What the task asks
Please write out each entry exactly as it appears.

Supplied information Block Start

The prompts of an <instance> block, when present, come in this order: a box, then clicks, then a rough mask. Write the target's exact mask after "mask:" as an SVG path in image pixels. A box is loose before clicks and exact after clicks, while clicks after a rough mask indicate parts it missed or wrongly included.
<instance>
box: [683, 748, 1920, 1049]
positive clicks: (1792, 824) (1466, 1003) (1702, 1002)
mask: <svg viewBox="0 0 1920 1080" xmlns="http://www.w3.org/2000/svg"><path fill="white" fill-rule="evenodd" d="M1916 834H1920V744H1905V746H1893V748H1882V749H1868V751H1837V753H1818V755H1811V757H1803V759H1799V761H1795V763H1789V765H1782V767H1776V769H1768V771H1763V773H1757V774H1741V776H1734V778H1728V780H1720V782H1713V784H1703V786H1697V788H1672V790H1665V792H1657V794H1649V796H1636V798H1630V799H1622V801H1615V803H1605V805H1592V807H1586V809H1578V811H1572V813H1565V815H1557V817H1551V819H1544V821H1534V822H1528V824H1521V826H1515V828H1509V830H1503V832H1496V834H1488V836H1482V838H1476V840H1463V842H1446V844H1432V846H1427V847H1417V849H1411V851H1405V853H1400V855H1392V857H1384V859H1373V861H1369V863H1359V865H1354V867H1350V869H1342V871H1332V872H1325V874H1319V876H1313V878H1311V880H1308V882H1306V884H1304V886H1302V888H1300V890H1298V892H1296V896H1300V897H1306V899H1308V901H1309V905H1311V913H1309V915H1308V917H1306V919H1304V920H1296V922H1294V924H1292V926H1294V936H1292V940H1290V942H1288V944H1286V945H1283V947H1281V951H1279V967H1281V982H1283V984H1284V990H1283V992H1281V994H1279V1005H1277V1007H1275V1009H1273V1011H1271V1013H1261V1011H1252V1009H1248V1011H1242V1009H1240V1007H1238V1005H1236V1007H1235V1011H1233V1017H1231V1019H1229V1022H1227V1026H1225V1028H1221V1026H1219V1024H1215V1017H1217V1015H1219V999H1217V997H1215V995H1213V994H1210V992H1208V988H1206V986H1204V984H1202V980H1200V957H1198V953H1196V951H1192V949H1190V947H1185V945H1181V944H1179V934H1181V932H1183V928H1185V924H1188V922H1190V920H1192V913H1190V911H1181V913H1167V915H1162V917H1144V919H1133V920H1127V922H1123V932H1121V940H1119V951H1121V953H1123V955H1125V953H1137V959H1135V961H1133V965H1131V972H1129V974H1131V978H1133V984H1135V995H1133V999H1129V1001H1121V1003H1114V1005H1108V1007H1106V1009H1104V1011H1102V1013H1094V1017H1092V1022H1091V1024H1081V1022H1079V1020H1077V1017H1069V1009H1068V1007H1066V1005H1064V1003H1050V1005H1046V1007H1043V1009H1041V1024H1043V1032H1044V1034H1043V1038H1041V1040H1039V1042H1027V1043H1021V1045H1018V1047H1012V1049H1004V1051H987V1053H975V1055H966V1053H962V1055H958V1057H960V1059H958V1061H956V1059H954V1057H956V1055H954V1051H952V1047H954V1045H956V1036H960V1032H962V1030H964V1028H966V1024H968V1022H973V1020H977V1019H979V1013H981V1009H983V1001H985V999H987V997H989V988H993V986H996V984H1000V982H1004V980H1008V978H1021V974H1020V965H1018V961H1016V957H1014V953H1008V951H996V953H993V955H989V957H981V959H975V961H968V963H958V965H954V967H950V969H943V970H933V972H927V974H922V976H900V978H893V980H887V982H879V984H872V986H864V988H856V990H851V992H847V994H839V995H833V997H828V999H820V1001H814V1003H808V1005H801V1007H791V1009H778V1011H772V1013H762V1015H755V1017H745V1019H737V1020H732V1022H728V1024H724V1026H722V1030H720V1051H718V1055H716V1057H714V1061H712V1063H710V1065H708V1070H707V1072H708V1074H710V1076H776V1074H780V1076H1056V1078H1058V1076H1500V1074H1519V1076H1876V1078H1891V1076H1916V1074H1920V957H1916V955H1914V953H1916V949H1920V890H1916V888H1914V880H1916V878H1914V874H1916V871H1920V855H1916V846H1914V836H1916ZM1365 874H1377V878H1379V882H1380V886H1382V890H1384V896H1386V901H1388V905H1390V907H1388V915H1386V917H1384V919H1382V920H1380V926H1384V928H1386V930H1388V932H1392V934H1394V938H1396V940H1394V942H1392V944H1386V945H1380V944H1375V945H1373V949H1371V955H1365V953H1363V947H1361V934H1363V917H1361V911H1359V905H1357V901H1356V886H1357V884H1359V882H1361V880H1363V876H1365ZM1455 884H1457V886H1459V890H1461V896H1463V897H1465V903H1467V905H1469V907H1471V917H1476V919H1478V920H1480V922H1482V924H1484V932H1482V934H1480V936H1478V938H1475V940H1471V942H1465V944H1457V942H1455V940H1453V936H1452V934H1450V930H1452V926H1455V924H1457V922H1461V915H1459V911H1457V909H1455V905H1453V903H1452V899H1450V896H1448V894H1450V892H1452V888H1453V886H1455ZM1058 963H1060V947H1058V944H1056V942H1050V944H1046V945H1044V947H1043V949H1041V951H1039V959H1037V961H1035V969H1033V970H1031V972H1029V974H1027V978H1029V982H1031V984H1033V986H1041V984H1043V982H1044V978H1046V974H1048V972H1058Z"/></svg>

Supplied information Block End

Task response
The prompts of an <instance> block, when present, come in this order: a box, then clicks, then a rough mask. Write the target's exact mask after "mask:" as an SVG path in image pixels. A box is loose before clicks and exact after clicks, while clicks after a rough mask indicate parts it missed or wrongly included.
<instance>
box: [683, 748, 1920, 1049]
positive clicks: (1792, 824) (1466, 1003) (1702, 1002)
mask: <svg viewBox="0 0 1920 1080" xmlns="http://www.w3.org/2000/svg"><path fill="white" fill-rule="evenodd" d="M1916 834H1920V744H1905V746H1893V748H1882V749H1868V751H1837V753H1818V755H1811V757H1803V759H1799V761H1795V763H1789V765H1782V767H1776V769H1768V771H1763V773H1757V774H1741V776H1734V778H1728V780H1720V782H1713V784H1703V786H1697V788H1672V790H1665V792H1657V794H1649V796H1636V798H1630V799H1622V801H1615V803H1605V805H1592V807H1586V809H1578V811H1572V813H1565V815H1557V817H1551V819H1544V821H1534V822H1528V824H1521V826H1515V828H1509V830H1503V832H1496V834H1488V836H1482V838H1476V840H1463V842H1446V844H1432V846H1427V847H1417V849H1411V851H1405V853H1400V855H1392V857H1384V859H1373V861H1369V863H1359V865H1354V867H1350V869H1342V871H1332V872H1325V874H1319V876H1313V878H1311V880H1308V882H1306V884H1304V886H1302V888H1300V890H1298V892H1296V896H1300V897H1306V899H1308V901H1309V905H1311V913H1309V915H1308V917H1306V919H1304V920H1296V922H1294V924H1292V926H1294V936H1292V940H1290V942H1288V944H1286V945H1283V947H1281V951H1279V967H1281V982H1283V984H1284V990H1283V992H1281V994H1279V1005H1277V1007H1275V1009H1273V1011H1271V1013H1261V1011H1252V1009H1248V1011H1242V1009H1240V1007H1238V1005H1236V1007H1235V1011H1233V1017H1231V1019H1229V1022H1227V1026H1225V1028H1221V1026H1219V1024H1215V1017H1217V1015H1219V999H1217V997H1215V995H1213V994H1210V992H1208V988H1206V986H1204V984H1202V980H1200V957H1198V953H1196V951H1192V949H1190V947H1185V945H1181V944H1179V934H1181V932H1183V928H1185V924H1188V922H1190V920H1192V913H1190V911H1181V913H1167V915H1162V917H1144V919H1133V920H1127V922H1123V932H1121V940H1119V951H1121V953H1123V955H1125V953H1137V959H1135V961H1133V965H1131V972H1129V974H1131V978H1133V984H1135V995H1133V999H1129V1001H1121V1003H1114V1005H1108V1007H1106V1009H1104V1011H1102V1013H1094V1017H1092V1022H1091V1024H1081V1022H1079V1020H1077V1017H1069V1009H1068V1007H1066V1005H1064V1003H1050V1005H1046V1007H1043V1009H1041V1024H1043V1032H1044V1034H1043V1038H1041V1040H1039V1042H1027V1043H1021V1045H1018V1047H1012V1049H1004V1051H987V1053H975V1055H966V1053H962V1055H958V1057H960V1059H958V1061H956V1059H954V1057H956V1055H954V1051H952V1047H954V1045H956V1036H960V1032H962V1030H964V1028H966V1024H968V1022H973V1020H977V1019H979V1013H981V1009H983V1001H985V999H987V997H989V988H993V986H996V984H1000V982H1004V980H1008V978H1021V974H1020V965H1018V961H1016V957H1014V953H1008V951H996V953H993V955H989V957H981V959H975V961H968V963H958V965H954V967H950V969H943V970H933V972H927V974H922V976H900V978H893V980H887V982H879V984H872V986H864V988H856V990H851V992H847V994H839V995H833V997H828V999H820V1001H814V1003H808V1005H801V1007H791V1009H778V1011H772V1013H762V1015H755V1017H745V1019H737V1020H732V1022H728V1024H724V1026H722V1030H720V1051H718V1055H716V1057H714V1061H712V1063H710V1065H708V1070H707V1072H708V1074H710V1076H776V1074H780V1076H1056V1078H1058V1076H1500V1074H1519V1076H1876V1078H1891V1076H1916V1074H1920V957H1916V955H1914V953H1916V949H1920V890H1916V888H1914V880H1916V878H1914V874H1916V871H1920V855H1916V846H1914V836H1916ZM1365 874H1377V878H1379V882H1380V886H1382V890H1384V896H1386V901H1388V905H1390V907H1388V915H1386V917H1384V919H1382V920H1380V926H1384V928H1386V930H1388V932H1392V934H1394V938H1396V940H1394V942H1392V944H1386V945H1380V944H1375V945H1373V949H1371V955H1365V953H1363V947H1361V934H1363V917H1361V911H1359V905H1357V901H1356V886H1357V884H1359V882H1361V880H1363V876H1365ZM1455 884H1457V886H1459V890H1461V896H1463V897H1465V903H1467V905H1469V907H1471V917H1476V919H1478V920H1480V922H1482V924H1484V932H1482V934H1480V936H1478V938H1475V940H1471V942H1465V944H1457V942H1455V940H1453V936H1452V934H1450V930H1452V926H1455V924H1457V922H1461V915H1459V911H1457V909H1455V905H1453V903H1452V899H1450V896H1448V894H1450V892H1452V888H1453V886H1455ZM1058 963H1060V947H1058V944H1056V942H1050V944H1046V945H1044V947H1043V949H1041V951H1039V959H1037V961H1035V969H1033V970H1031V972H1029V974H1027V978H1029V982H1031V984H1033V986H1041V984H1043V982H1044V978H1046V974H1048V972H1058Z"/></svg>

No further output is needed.